_节选文本_
-------

Codeforces Round 606 (Div. 2, based on Technocup 2020 Elimination Round 4)
15 December 2019 |
duanyll | Tags:
OI
感觉这场 Div.2 有点水啊, 为什么我这个 AFO 的选手都能过 5 道题…
A. Happy Birthday, Polycarp!
签到题, 不多说.
int main() {
int tcnt = read();
for (int T = 1; T <= tcnt; T++) {
int n = read();
int t = n;
int dig = 0;
while (t > 0) {
dig++;
t /= 10;
}
int ans = 9 * (dig - 1);
int64 x = 0;
for (int i = 1; i <= dig; i++) {
x *= 10;
x += 1;
}
for (int i = 1; i <= 9; i++) {
if (x * i <= n) ans++;
}
cout << ans << endl;
}
}
B. Make Them Odd
每次贪心处理当前最大的偶数, 优先队列模拟即可.

-------

_练习材料_

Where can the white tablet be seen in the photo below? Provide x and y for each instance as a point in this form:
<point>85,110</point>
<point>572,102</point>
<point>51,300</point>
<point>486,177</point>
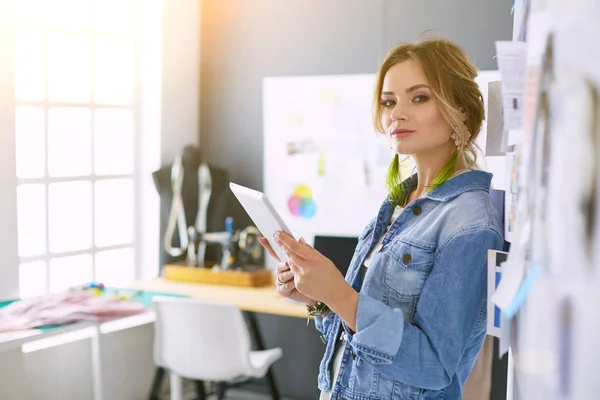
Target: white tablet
<point>263,214</point>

-------

_练习任务_
1. 逐字输出完整的节选文本，不做任何改动。
2. 把列表中所有的"white tablet"替换为"gray tablet"，其余部分保持不变，然后重新给出整个列表，答案中不要包含图片。
节选文本和列表分别来自不同的出处。

_参考答案_
1.
Codeforces Round 606 (Div. 2, based on Technocup 2020 Elimination Round 4)
15 December 2019 |
duanyll | Tags:
OI
感觉这场 Div.2 有点水啊, 为什么我这个 AFO 的选手都能过 5 道题…
A. Happy Birthday, Polycarp!
签到题, 不多说.
int main() {
int tcnt = read();
for (int T = 1; T <= tcnt; T++) {
int n = read();
int t = n;
int dig = 0;
while (t > 0) {
dig++;
t /= 10;
}
int ans = 9 * (dig - 1);
int64 x = 0;
for (int i = 1; i <= dig; i++) {
x *= 10;
x += 1;
}
for (int i = 1; i <= 9; i++) {
if (x * i <= n) ans++;
}
cout << ans << endl;
}
}
B. Make Them Odd
每次贪心处理当前最大的偶数, 优先队列模拟即可.

2.
Where can the gray tablet be seen in the photo below? Provide x and y for each instance as a point in this form:
<point>85,110</point>
<point>572,102</point>
<point>51,300</point>
<point>486,177</point>
Target: gray tablet
<point>263,214</point>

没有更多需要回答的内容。